- **Objective**:
Pull out every line of the items that contains the word "each", matching case exactly.

Box annotations for photos
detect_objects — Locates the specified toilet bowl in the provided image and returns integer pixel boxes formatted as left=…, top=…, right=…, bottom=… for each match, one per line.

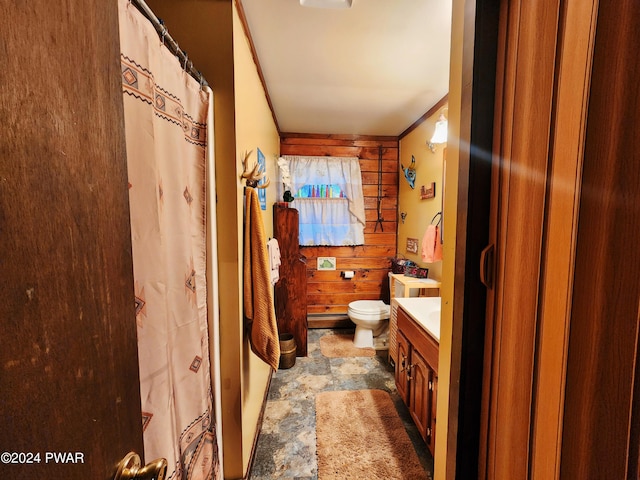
left=347, top=300, right=390, bottom=348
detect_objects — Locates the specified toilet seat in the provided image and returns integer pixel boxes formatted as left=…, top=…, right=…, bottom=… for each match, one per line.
left=349, top=300, right=391, bottom=320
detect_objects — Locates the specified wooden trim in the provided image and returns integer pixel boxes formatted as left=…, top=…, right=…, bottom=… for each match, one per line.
left=242, top=370, right=273, bottom=480
left=280, top=132, right=398, bottom=146
left=398, top=93, right=449, bottom=140
left=235, top=0, right=280, bottom=133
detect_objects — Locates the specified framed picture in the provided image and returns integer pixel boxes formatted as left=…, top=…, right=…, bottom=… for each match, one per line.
left=318, top=257, right=336, bottom=270
left=407, top=238, right=418, bottom=253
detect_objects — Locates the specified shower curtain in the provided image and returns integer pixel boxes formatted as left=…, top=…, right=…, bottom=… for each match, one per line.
left=119, top=0, right=222, bottom=479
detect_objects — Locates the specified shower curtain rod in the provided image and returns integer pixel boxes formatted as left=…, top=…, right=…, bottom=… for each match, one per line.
left=129, top=0, right=209, bottom=87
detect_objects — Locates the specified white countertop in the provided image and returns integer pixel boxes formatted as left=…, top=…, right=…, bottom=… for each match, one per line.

- **The response**:
detect_objects — Locates the specified toilet bowl in the provided image and returns integer pixel boxes formatted as left=…, top=…, right=…, bottom=… for each match, one per line.
detect_objects — Locates the specified toilet seat in the provided image and returns integer pixel boxes formatted as left=…, top=…, right=…, bottom=… for each match, one per line.
detect_objects — Locates the specified wooden trim in the provided image and returns integer pixel boxes formatted as left=…, top=…, right=…, bottom=… for each match, one per line.
detect_objects — Locates the specified framed picture in the provided image and returns integer pixel boxes formatted as left=…, top=…, right=…, bottom=… for each match, one per line.
detect_objects — Locates the specified shower curtain in the provided image and returns integer pixel boxes formatted as left=…, top=…, right=…, bottom=… for each match, one per line.
detect_objects — Locates the specified shower curtain rod in the provided image and returns integer pixel boxes formatted as left=…, top=…, right=…, bottom=… for each match, one per line.
detect_objects — Locates the specified white countertop in the provided image and returns integer pixel boxes formatted as left=…, top=…, right=…, bottom=… for each match, one per line.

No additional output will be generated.